→ Work to complete
Work out how many lines of the listing hold the string "soccer", then answer with that number and nothing else.

→ Given records
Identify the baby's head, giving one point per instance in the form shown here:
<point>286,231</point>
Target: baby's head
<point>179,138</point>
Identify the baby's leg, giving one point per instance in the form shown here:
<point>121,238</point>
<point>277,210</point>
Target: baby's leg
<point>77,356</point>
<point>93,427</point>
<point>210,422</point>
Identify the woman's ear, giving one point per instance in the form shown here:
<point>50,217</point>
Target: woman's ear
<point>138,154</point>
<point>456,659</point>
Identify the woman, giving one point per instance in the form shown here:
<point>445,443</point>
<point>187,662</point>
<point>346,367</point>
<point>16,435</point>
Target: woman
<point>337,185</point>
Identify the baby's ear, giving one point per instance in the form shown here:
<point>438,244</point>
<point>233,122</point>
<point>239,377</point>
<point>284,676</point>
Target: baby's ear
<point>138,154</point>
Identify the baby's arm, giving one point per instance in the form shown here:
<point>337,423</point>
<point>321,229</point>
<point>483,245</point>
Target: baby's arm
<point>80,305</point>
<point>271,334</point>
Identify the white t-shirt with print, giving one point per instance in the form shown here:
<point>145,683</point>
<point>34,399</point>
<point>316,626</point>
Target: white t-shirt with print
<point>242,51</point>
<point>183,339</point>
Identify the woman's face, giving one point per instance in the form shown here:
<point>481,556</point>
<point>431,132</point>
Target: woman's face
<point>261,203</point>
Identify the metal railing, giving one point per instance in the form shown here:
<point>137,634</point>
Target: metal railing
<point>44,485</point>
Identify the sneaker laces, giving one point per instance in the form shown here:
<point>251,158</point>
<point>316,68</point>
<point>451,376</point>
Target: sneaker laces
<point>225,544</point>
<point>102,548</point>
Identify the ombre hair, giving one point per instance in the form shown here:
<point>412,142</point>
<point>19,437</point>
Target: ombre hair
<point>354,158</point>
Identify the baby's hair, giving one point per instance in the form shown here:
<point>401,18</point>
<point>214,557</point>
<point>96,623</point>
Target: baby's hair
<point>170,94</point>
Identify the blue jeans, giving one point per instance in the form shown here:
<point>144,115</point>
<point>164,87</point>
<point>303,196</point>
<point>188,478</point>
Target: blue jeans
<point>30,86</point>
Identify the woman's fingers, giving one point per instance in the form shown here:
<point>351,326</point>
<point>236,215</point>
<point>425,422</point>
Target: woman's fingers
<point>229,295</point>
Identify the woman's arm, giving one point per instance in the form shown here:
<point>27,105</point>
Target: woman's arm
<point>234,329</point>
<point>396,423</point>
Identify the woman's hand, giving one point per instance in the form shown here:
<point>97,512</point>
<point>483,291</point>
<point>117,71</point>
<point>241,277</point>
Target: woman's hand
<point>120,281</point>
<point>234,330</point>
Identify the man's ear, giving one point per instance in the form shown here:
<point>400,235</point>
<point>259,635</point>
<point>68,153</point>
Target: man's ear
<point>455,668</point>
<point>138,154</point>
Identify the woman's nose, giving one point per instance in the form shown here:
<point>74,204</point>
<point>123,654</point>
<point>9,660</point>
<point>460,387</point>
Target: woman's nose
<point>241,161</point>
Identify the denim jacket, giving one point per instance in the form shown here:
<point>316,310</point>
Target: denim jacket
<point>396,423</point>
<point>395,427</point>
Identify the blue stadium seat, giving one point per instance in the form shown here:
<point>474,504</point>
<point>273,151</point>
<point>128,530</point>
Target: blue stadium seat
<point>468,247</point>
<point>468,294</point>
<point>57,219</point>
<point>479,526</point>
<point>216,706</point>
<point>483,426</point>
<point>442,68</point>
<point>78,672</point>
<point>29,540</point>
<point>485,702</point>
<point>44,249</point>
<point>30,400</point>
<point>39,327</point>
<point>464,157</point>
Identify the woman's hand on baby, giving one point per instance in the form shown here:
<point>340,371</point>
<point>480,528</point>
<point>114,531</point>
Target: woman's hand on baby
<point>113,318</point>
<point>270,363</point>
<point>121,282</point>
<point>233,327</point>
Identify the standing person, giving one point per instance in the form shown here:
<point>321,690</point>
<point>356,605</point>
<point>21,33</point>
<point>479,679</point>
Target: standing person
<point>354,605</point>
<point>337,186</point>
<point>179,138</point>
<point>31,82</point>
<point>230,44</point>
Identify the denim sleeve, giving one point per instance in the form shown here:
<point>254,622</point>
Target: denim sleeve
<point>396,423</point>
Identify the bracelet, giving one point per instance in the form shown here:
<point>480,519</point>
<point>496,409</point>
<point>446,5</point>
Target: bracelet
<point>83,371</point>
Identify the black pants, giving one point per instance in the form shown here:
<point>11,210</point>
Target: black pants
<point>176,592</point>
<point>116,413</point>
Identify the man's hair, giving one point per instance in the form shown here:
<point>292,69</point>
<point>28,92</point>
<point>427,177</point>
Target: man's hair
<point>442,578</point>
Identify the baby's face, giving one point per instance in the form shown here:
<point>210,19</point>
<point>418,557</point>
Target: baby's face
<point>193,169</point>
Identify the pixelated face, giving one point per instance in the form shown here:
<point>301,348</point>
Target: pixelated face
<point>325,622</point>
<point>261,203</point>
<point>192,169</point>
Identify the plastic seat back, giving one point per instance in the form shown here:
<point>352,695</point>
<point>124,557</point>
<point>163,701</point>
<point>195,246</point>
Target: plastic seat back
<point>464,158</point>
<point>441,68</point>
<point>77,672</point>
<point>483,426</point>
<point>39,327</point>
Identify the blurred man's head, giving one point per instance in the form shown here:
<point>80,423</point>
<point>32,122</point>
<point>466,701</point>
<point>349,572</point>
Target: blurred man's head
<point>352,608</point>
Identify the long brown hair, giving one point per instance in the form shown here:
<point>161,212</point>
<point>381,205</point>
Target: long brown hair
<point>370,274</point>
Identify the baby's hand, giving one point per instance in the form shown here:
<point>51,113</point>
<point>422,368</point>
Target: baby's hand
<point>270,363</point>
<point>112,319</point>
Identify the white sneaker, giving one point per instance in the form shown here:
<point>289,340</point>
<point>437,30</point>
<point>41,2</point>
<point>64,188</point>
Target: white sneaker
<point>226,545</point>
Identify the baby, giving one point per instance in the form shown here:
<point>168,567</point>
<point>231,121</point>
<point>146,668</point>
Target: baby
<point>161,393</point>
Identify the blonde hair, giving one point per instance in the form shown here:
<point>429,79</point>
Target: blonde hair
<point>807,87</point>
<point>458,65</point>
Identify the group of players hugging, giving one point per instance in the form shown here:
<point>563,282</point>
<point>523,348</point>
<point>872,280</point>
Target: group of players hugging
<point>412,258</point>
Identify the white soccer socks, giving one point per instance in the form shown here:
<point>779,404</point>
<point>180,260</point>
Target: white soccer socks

→ Final answer
2